Estuvo todo el día trabajando con gurises complicados y sin embargo está conmigo en medio de una multitud de veinteañeros, oyendo al Cuarteto de Nos y divirtiéndose de lo lindo. No recuerdo cuántos años tiene, pero varios más que yo seguro. Fue mi maestra en los últimos tres años de la escuela y hoy es mi amiga.
Mi amiga.
Se me llena la cara de orgullo y me brilla el alma cuando lo digo.

Conocí a Rosario en alguna reunión familiar en casa de tía Marina; una más de las innumerables primas de mi vieja, todas más o menos parecidas a simple vista. Años después ella me lo recordó, cuando empecé las clases en cuarto año y vi que la “señorita” que me había tocado era una petisa muy joven, de pelo negro y sonrisa imborrable. A partir de ahí y hasta que dejé la Escuela 55 desapareció mi nombre de la memoria de algunos de los compañeros y pasé a ser “la primita”. No importaba que fuéramos parientes lejanísimas y que yo ni la ubicara de antes; era la primita de la maestra y hubo que asumirlo.
Fue complicada la 55. 800 niños de Jardines del Hipódromo no son moco de pavo. Había que andar con mucho ojo en los recreos, escapar heroicamente de las proposiciones a peleas cotidianas, estar siempre atento a no acercarse demasiado a la cabeza de nadie, evitar el campito del fondo y tener siempre a alguna maestra cerca, por las dudas. Para ellas también la 55 era difícil pero por diferente motivo. Años después me enteré de que la directora insoportable que nos tenía aterrorizados con sus gritos y rezongos era además la espada de Damocles sobre las cabezas varias maestras. Era bravo ser de las personas que se animaban a pensar por su cuenta en esa década del 70 donde las repentinas ausencias de algunos adultos no resultaban nada fáciles de explicar a los niños que preguntaban por ellos.

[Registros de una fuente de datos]
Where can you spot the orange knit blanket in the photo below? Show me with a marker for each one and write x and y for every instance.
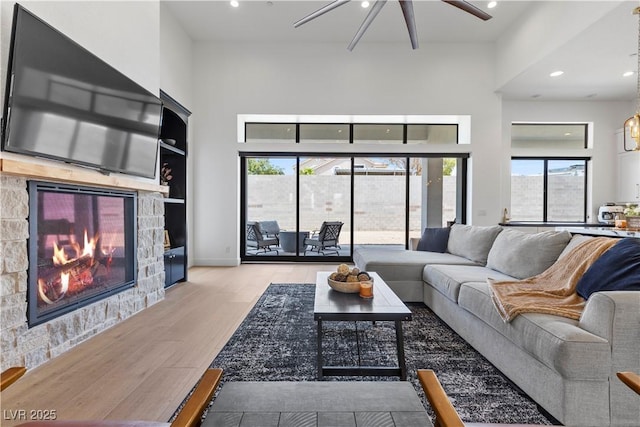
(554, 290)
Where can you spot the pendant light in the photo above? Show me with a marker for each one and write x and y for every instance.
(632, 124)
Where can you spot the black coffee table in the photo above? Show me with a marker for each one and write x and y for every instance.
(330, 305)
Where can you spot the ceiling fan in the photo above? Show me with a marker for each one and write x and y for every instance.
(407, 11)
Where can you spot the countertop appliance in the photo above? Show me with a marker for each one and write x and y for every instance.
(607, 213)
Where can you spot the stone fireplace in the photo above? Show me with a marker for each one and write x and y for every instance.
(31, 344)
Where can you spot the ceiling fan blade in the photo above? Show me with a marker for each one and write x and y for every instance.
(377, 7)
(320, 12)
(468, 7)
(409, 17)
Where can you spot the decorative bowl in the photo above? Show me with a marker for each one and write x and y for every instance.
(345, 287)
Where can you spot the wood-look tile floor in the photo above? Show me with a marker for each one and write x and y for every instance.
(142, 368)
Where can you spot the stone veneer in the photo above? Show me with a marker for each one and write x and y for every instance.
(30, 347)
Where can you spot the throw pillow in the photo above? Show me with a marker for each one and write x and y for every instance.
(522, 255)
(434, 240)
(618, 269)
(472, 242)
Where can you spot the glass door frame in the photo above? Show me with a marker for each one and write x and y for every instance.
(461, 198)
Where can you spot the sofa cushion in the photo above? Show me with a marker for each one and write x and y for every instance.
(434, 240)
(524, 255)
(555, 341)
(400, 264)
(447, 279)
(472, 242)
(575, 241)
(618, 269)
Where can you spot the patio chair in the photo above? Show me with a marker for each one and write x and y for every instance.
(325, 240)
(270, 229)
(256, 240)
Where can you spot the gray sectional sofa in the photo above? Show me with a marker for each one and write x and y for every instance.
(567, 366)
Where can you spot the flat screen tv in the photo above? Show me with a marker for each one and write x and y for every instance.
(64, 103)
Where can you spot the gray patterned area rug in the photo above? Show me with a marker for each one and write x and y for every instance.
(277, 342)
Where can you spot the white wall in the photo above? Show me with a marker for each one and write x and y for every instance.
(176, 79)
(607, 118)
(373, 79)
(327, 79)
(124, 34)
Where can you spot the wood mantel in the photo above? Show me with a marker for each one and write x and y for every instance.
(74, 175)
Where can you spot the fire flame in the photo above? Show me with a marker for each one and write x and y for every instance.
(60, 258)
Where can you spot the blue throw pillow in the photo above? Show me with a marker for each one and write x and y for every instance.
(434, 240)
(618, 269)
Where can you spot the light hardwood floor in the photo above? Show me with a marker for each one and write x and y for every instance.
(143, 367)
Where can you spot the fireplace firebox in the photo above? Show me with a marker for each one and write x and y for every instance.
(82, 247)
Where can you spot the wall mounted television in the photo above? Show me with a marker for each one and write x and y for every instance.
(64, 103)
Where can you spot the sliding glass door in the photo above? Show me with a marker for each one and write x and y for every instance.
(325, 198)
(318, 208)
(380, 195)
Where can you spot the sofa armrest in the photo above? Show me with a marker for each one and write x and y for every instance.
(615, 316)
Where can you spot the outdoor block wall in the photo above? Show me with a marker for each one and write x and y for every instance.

■ **CONSIGNAS**
a. Indica si cada afirmación concuerda con el bloque de texto y cita las palabras que lo deciden: (i) Rosario fue maestra de quien narra durante los tres últimos años de la escuela. (ii) Quien narra ya ubicaba a Rosario antes de empezar cuarto año. (iii) Los niños le tenían cariño a la directora de la escuela.
b. Reproduce sin cambios el fragmento del bloque de texto que va de "Se me llena" a "y hubo que asumirlo.".
c. Traduce al inglés la siguiente oración del bloque de texto: «Se me llena la cara de orgullo y me brilla el alma cuando lo digo.»

■ **SOLUCIONES**
a.
(i) Sí: «Fue mi maestra en los últimos tres años de la escuela».
(ii) No: «yo ni la ubicara de antes».
(iii) No: «la directora insoportable que nos tenía aterrorizados con sus gritos y rezongos».

b.
Se me llena la cara de orgullo y me brilla el alma cuando lo digo.

Conocí a Rosario en alguna reunión familiar en casa de tía Marina; una más de las innumerables primas de mi vieja, todas más o menos parecidas a simple vista. Años después ella me lo recordó, cuando empecé las clases en cuarto año y vi que la “señorita” que me había tocado era una petisa muy joven, de pelo negro y sonrisa imborrable. A partir de ahí y hasta que dejé la Escuela 55 desapareció mi nombre de la memoria de algunos de los compañeros y pasé a ser “la primita”. No importaba que fuéramos parientes lejanísimas y que yo ni la ubicara de antes; era la primita de la maestra y hubo que asumirlo.

c. My face fills with pride and my soul shines when I say it.